TEXT SEGMENT:
━━━━━━━━
Kailey Warren and Dylan Brown-Silva tape up track athletes before practice

Kailey Warren and Dylan Brown-Silva tape up track athletes before practice

Alumnus carries on high school passion with her career

The smell of sweaty athletes, the scratchy tape around an ankle or wrist, and the constant sound of laughter make up the welcoming atmosphere in the athletic training room, as alumnus Tommy Calhoun can attest.

“When I was fifteen, I was a ward of the state; nobody claimed as a dependent. So I was adopted into a family with no kids. I didn’t really have any sort of direction because no one had given me that yet, but the athletic training program helped me, and my parents helped me. I realized that’s what I wanted to do with my life. I am a people person, so I want to be in the thick of it,” said Calhoun, who has worked at San Luis Sports Therapy  for one year, as before she traveled the country as a motorsports model.

Emily Taylor, the color guard coach, believes that Calhoun made the right choice to pursue this as an old friend.

“I fully support her; it was an awesome choice and a great learning experience. She also does her job very well,” said Taylor, a 2011 graduate. Calhoun’s first athletic training teacher agrees.

“I believe Tommy is the kind of person that was born to help people, as she grew older and matured she developed the ability to put people at ease. She is very outgoing and works well with people. I think she made the right choice. I know she loves her job at San Luis sports therapy,” said Todd Olivera, who worked at Paso High for 12 years and left during the summer of 2013 to move to Texas.

Calhoun spends her time in the training room at San Luis Sports Therapy assisting the physical therapist. “We split the time evenly with the physical therapist. We are a team. We are all on an even playing field. You get to know them just as much. Most of the time, we go through all of their exercises. We do it all. It is a full service gym as well. We have weights, cardio, everything,” Calhoun said.

She sees between 16 and 20 patients each day. “The athletic training program at the high school gave me background that I want for what I really want to do – become an athletic trainer. I was one of the trainers from a long time ago. There were only six of us in the class, and we all got really close,” said Calhoun, who remembers her three years of athletic training at the high school quite fondly.

“I love O. I love Todd. He was so hard on me, but at the time I understood that it was because he expected a lot from me. I’m glad that I didn’t crumble under this pressure,” said Calhoun, who also said that Olivera was one of her biggest inspirations in life.
━━━━━━━━
WORK REQUEST A:
In the article about Tommy Calhoun, how many patients does Calhoun see each day at San Luis Sports Therapy?
WORK REQUEST B:
List every person named in the article about Tommy Calhoun.
WORK REQUEST C:
Carry on the article about Tommy Calhoun from its last sentence.

DATA TO EXAMINE:
━━━━━━━━
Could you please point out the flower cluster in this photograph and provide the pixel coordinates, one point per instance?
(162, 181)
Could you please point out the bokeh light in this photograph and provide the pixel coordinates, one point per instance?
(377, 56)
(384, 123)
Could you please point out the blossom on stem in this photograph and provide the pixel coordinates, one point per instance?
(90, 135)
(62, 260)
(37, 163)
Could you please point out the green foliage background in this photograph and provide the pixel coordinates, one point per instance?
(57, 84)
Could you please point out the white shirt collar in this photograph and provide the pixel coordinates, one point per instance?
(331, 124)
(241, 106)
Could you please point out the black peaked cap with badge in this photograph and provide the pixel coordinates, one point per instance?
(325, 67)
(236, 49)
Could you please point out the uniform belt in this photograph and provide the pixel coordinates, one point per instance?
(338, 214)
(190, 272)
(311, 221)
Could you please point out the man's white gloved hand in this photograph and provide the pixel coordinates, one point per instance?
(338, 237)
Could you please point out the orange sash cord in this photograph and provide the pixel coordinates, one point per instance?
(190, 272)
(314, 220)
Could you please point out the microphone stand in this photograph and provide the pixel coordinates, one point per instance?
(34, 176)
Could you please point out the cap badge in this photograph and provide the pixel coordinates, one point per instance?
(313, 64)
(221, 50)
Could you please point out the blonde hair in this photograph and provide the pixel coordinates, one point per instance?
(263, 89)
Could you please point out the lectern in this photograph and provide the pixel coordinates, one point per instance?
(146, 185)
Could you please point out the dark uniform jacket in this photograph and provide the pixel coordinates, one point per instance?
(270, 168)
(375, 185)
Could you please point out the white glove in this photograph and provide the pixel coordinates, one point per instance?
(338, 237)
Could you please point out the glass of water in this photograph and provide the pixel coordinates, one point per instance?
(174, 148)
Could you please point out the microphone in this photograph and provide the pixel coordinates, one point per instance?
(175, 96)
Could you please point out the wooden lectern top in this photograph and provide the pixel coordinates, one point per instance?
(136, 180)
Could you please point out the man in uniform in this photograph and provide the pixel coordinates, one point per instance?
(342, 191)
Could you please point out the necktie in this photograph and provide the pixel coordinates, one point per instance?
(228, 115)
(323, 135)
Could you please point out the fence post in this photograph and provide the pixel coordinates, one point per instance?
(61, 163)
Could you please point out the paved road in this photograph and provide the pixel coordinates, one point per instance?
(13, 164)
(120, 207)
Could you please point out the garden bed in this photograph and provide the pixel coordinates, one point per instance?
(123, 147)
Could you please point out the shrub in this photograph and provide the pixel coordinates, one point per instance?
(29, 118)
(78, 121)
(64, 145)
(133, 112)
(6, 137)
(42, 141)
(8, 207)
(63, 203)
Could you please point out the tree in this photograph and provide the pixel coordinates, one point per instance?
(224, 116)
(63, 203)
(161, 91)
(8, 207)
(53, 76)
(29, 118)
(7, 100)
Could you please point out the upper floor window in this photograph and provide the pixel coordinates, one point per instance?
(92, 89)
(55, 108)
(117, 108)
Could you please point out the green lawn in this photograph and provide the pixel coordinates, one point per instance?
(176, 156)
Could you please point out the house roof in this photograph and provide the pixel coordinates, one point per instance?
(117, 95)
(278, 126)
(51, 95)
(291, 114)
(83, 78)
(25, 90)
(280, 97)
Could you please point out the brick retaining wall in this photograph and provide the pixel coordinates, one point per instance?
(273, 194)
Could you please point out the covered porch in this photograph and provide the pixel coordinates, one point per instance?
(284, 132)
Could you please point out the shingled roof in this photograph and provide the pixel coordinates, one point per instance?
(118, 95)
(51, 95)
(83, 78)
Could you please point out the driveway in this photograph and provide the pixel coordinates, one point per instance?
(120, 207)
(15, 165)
━━━━━━━━
WRITTEN ANSWER A:
Between 16 and 20 patients.

WRITTEN ANSWER B:
Kailey Warren, Dylan Brown-Silva, Tommy Calhoun, Emily Taylor, Todd Olivera

WRITTEN ANSWER C:
“I believe that he is a good person; he may act tough and hard, but when it comes down to it, you know that he is there for you. If you get hurt, he is going to help you, no matter what,” Calhoun said.

Both Taylor and Olivera also enjoy memories of her relaxing a little and showing her fun side. “My best moments with Tommy are when we signed to each other across the classroom because we both know sign language. It really came in handy when I had a question for her!” said Taylor, whose older sister is the same age as Calhoun.

“I have so many fond memories of Tommy. My favorite is when I took her to a playoff football game as a junior… About halfway through the game she was messing around with one of the players who was hurt but came along to the game. She was squirting water bottles and kinda flirting. One of the coaches started to yell at the player, and so in true O fashion I went over and started yelling at her. The look on her face was priceless….she was so scared….I had to try and not laugh. She sat on the bench the rest of the game and don’t move…like a statue. I knew right the. That she was going to be a special student. She always listen from that day forward and was a big part of the athletic training program from that day on. She turned out to be a true leader…” said Olivera, who has known Calhoun for eight years.

“I knew that I wanted to help people. And health care is something that we will always need, for the rest of our lives,” said Calhoun, who was also inspired by both of her parents, because both of them are paramedic supervisors of San Luis Obispo County.